Selected passage:
● ● ●
As we strive toward a more equitable and unbiased society, it is crucial to take a closer look at how various disabilities disproportionately impact marginalized communities. Among these disabilities is hearing loss, an issue that is all too often overlooked when it comes to Black lives.
Dr. Jocelyn Tubbs, a distinguished audiologist and passionate disability rights advocate, is leading the charge to address this disparity. By raising awareness about the connection between hearing loss and Black lives, Dr. Tubbs is shining a light on an issue that has long been neglected.
Studies have shown that Black Americans are more likely to experience hearing loss than others, especially their White counterparts. A recent report by the Centers for Disease Control and Prevention found that Black adults were more likely to report having difficulty in hearing than adults from other racial and ethnic groups. Additionally, Black Americans are more likely to go on with untreated hearing loss, which significantly impacts their quality of life.
The impact of hearing loss on individuals cannot be overstated. It can lead to a sense of isolation and disconnection from loved ones and social activities, and can even result in depression. Unfortunately, for Black Americans, hearing loss can be further compounded by the effects of systemic racism and discrimination.
Access to healthcare services, such as audiology exams and hearing aids, can be more difficult for Black Americans with hearing loss due to the barriers they face. Additionally, everyday communication can be more challenging for them, as they may struggle to understand healthcare providers who cater predominantly to the white population.
Dr. Jocelyn Tubbs recognizes the importance of addressing the systemic factors contributing to hearing loss in Black communities. By doing so, she believes that we can reduce the disparities in hearing loss and improve the quality of life for those affected. She is also working to raise awareness about the unique challenges Black Americans with hearing loss face and advocating for greater accessibility in healthcare and other areas of life.
She even wrote a book, A Sound Adventure, which she hopes for every black child to read and be inspired to become an audiologist. By amplifying the voices of Black Americans along with their white counterparts, with hearing loss and working to address the systemic factors that contribute to the experiences, she hopes to create an inclusive society for all.
● ● ●
Supplied entries:
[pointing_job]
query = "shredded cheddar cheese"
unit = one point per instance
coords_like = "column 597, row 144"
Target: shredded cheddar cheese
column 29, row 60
● ● ●
Problem to solve: According to the text on hearing loss and Black lives, what is the title of the book Dr. Jocelyn Tubbs wrote?

Written response: A Sound Adventure